→ **DO THIS**:
Extract every line of the material below, copying each one character for character but leaving out the pictures.

→ **DATASET RECORDS**:
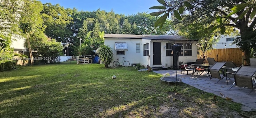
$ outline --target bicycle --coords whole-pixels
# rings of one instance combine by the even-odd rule
[[[122,65],[120,64],[120,63],[122,63],[123,65],[127,67],[130,65],[130,62],[128,61],[126,61],[125,57],[123,57],[123,61],[122,61],[122,62],[119,63],[119,59],[117,59],[117,61],[116,61],[113,62],[113,66],[114,67],[117,67],[118,66],[122,66]]]

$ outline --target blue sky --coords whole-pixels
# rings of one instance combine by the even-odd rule
[[[136,14],[138,12],[148,12],[148,13],[157,12],[150,10],[151,7],[160,5],[157,0],[39,0],[42,4],[58,4],[64,8],[76,8],[79,11],[101,10],[109,12],[113,9],[115,13],[125,15]]]

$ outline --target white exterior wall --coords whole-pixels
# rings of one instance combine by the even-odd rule
[[[128,47],[128,50],[125,51],[125,55],[117,55],[116,51],[115,50],[115,43],[126,43]],[[132,63],[138,63],[141,62],[142,53],[143,54],[143,47],[140,39],[117,39],[105,38],[104,44],[109,46],[114,54],[114,60],[117,61],[116,59],[119,59],[119,62],[121,63],[123,60],[122,57],[126,58],[126,60],[130,62],[130,66],[132,66]],[[140,53],[136,53],[136,44],[140,43]],[[113,64],[111,63],[109,65],[110,67],[113,67]]]
[[[222,35],[220,37],[220,40],[217,43],[217,44],[213,45],[212,47],[214,49],[225,49],[225,48],[237,48],[236,45],[232,44],[233,41],[227,41],[227,38],[235,37],[236,36],[234,35]],[[225,46],[226,45],[226,46]],[[217,46],[218,45],[218,46]]]
[[[140,61],[140,64],[142,65],[146,66],[149,63],[149,66],[152,67],[153,65],[153,43],[151,41],[151,40],[141,39],[141,57],[142,59]],[[143,45],[146,43],[149,43],[149,63],[148,61],[148,56],[143,56]]]

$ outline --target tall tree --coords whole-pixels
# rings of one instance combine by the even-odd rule
[[[121,28],[119,25],[120,17],[116,17],[115,13],[113,10],[107,15],[107,20],[109,24],[107,29],[106,33],[120,33]]]
[[[128,19],[126,18],[124,20],[122,26],[122,33],[123,34],[132,34],[132,25],[130,23]]]
[[[95,20],[94,26],[92,30],[92,37],[98,37],[99,33],[100,32],[100,23],[97,19]]]
[[[65,9],[58,4],[53,5],[50,3],[44,4],[44,10],[41,14],[46,27],[45,33],[58,41],[66,42],[65,40],[68,37],[72,35],[72,32],[66,29],[66,26],[73,20],[69,15],[72,12],[71,10]]]
[[[162,26],[169,14],[182,20],[182,14],[189,13],[194,16],[191,20],[208,18],[212,22],[218,23],[218,25],[212,26],[212,31],[219,28],[220,33],[224,33],[227,26],[240,30],[240,37],[237,38],[236,42],[245,52],[247,62],[249,61],[251,51],[256,49],[255,0],[170,0],[166,2],[164,0],[157,0],[162,5],[150,9],[159,9],[160,11],[150,14],[154,16],[164,14],[158,20],[155,26]],[[185,8],[188,12],[184,12]]]
[[[43,9],[41,2],[34,0],[24,0],[22,6],[21,18],[20,20],[20,28],[22,30],[22,35],[26,39],[29,50],[30,63],[34,64],[34,59],[32,54],[32,49],[30,43],[31,35],[36,32],[44,31],[42,26],[43,21],[40,12]],[[36,8],[36,9],[35,9]]]

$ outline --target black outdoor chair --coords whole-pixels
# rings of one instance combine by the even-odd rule
[[[185,64],[184,64],[184,62],[183,62],[183,61],[182,61],[182,63],[183,65],[184,66],[184,69],[185,69],[185,70],[186,71],[187,71],[187,75],[188,75],[188,71],[193,71],[193,72],[192,73],[192,75],[193,75],[193,74],[194,74],[194,69],[193,69],[193,68],[187,69],[187,67],[186,67]],[[180,71],[181,71],[181,69],[182,69],[182,68],[180,68]]]
[[[219,80],[215,84],[218,83],[220,80],[223,79],[223,76],[220,76],[220,73],[223,73],[223,71],[221,69],[221,68],[225,65],[226,62],[216,62],[210,68],[210,80],[212,78],[217,78]]]
[[[256,88],[256,86],[254,87],[253,84],[253,80],[256,83],[256,67],[241,66],[234,74],[235,82],[228,90],[230,90],[235,85],[240,87],[246,87],[252,89],[247,94],[249,95]]]
[[[201,64],[204,63],[204,59],[197,59],[195,62],[196,64]],[[201,75],[204,71],[204,69],[201,67],[200,66],[194,66],[194,71],[195,73],[197,73],[196,75],[198,75],[199,72],[202,72],[200,73],[200,75]]]
[[[224,65],[231,68],[235,68],[237,67],[236,65],[232,61],[226,61]],[[227,69],[224,72],[225,73],[226,77],[228,77],[229,79],[230,79],[230,77],[234,77],[234,74],[235,72],[235,71],[232,71],[232,69]]]
[[[204,59],[197,59],[195,64],[203,64],[204,63]]]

→ **OUTPUT BELOW**:
$ outline --target bicycle --coords whole-pixels
# rings of one instance combine by the even-odd rule
[[[122,65],[120,64],[120,63],[122,63],[123,65],[127,67],[130,65],[130,62],[128,61],[126,61],[125,57],[123,57],[123,61],[122,61],[122,62],[119,63],[119,59],[117,59],[117,61],[116,61],[113,62],[113,66],[114,67],[117,67],[118,66],[122,66]]]

$ outline --target blue sky --coords whole-pixels
# rings of one instance combine by the even-odd rule
[[[136,14],[138,12],[148,12],[148,13],[157,12],[150,10],[151,7],[160,5],[157,0],[39,0],[42,4],[58,4],[64,8],[76,8],[79,11],[101,10],[109,12],[113,9],[115,13],[125,15]]]

$ outline --target white exterior wall --coords whole-pixels
# rings of one instance combine by the even-odd rule
[[[128,47],[128,50],[125,51],[125,55],[117,55],[116,51],[115,50],[115,43],[126,43]],[[132,63],[138,63],[141,62],[142,53],[143,54],[143,47],[140,39],[117,39],[105,38],[104,44],[109,46],[114,54],[114,60],[117,61],[116,59],[119,59],[119,62],[121,63],[123,60],[122,57],[126,58],[126,60],[130,62],[130,66],[132,66]],[[140,53],[136,53],[136,44],[140,43]],[[113,64],[111,63],[109,65],[110,67],[113,67]]]
[[[222,35],[220,37],[220,40],[217,43],[217,44],[213,45],[212,47],[214,49],[225,49],[225,48],[237,48],[236,45],[232,44],[233,41],[227,41],[227,38],[235,37],[236,36],[234,35]],[[225,46],[226,45],[226,46]],[[217,46],[218,45],[218,46]]]
[[[140,61],[140,64],[142,65],[146,66],[149,63],[149,66],[152,67],[153,65],[153,43],[151,41],[151,40],[141,39],[141,57],[142,59]],[[143,45],[146,43],[149,43],[149,63],[148,61],[148,56],[143,56]]]

$ outline --target tall tree --coords whole-pixels
# rings of one instance combine by the even-odd rule
[[[121,28],[119,25],[120,17],[116,17],[115,13],[113,10],[107,15],[107,20],[109,24],[107,29],[106,33],[120,33]]]
[[[128,19],[126,18],[124,20],[122,26],[122,33],[123,34],[132,34],[132,25],[130,23]]]
[[[95,20],[94,26],[92,30],[92,37],[98,37],[99,33],[100,32],[100,23],[97,19]]]
[[[65,9],[58,4],[53,5],[50,3],[44,4],[44,10],[41,14],[46,27],[45,33],[58,41],[66,42],[65,40],[68,37],[72,35],[72,32],[66,29],[66,26],[73,20],[69,15],[72,12],[71,10]]]
[[[162,26],[169,14],[182,20],[182,14],[189,13],[194,16],[191,20],[208,18],[212,22],[218,23],[218,25],[212,26],[212,31],[219,28],[220,33],[224,33],[227,26],[240,30],[240,37],[237,38],[236,42],[245,52],[247,62],[249,61],[251,51],[256,49],[255,0],[170,0],[166,2],[164,0],[157,0],[162,5],[150,9],[159,9],[160,11],[150,14],[154,16],[164,14],[158,20],[155,26]],[[185,8],[188,12],[184,12]]]
[[[43,9],[41,2],[34,0],[24,0],[22,6],[21,18],[20,20],[20,28],[22,30],[22,35],[26,39],[29,50],[30,63],[34,64],[34,59],[32,54],[32,49],[30,43],[31,35],[36,32],[44,31],[42,26],[43,21],[40,12]],[[36,8],[36,9],[35,9]]]

$ outline --target black outdoor chair --coords whole-pixels
# rings of one instance combine by the even-odd rule
[[[185,64],[184,64],[184,62],[183,62],[183,61],[182,61],[182,63],[183,65],[184,66],[184,69],[185,69],[185,70],[186,71],[187,71],[187,75],[188,75],[188,71],[193,71],[193,72],[192,73],[192,75],[193,75],[193,74],[194,74],[194,69],[193,69],[193,68],[187,69],[187,67],[186,67]],[[180,71],[181,71],[181,69],[182,69],[182,68],[180,68]]]
[[[219,80],[215,84],[218,83],[220,80],[223,79],[223,76],[220,76],[220,73],[223,73],[223,71],[221,69],[221,68],[225,65],[226,62],[216,62],[210,68],[210,80],[212,78],[217,78]]]
[[[256,88],[256,86],[254,87],[253,84],[253,80],[256,83],[256,67],[241,66],[234,74],[235,82],[228,90],[230,90],[235,85],[240,87],[246,87],[252,89],[247,94],[249,95]]]
[[[201,64],[204,63],[204,59],[197,59],[195,62],[196,64]],[[201,75],[204,71],[204,69],[201,67],[200,66],[194,66],[194,71],[195,73],[197,73],[196,75],[198,75],[199,72],[202,72],[200,73],[200,75]]]
[[[224,65],[231,68],[235,68],[237,67],[236,65],[232,61],[226,61]],[[227,69],[224,72],[225,73],[226,77],[228,77],[229,79],[230,79],[230,77],[234,77],[234,74],[235,72],[235,71],[232,71],[232,69]]]
[[[204,59],[197,59],[195,64],[203,64],[204,63]]]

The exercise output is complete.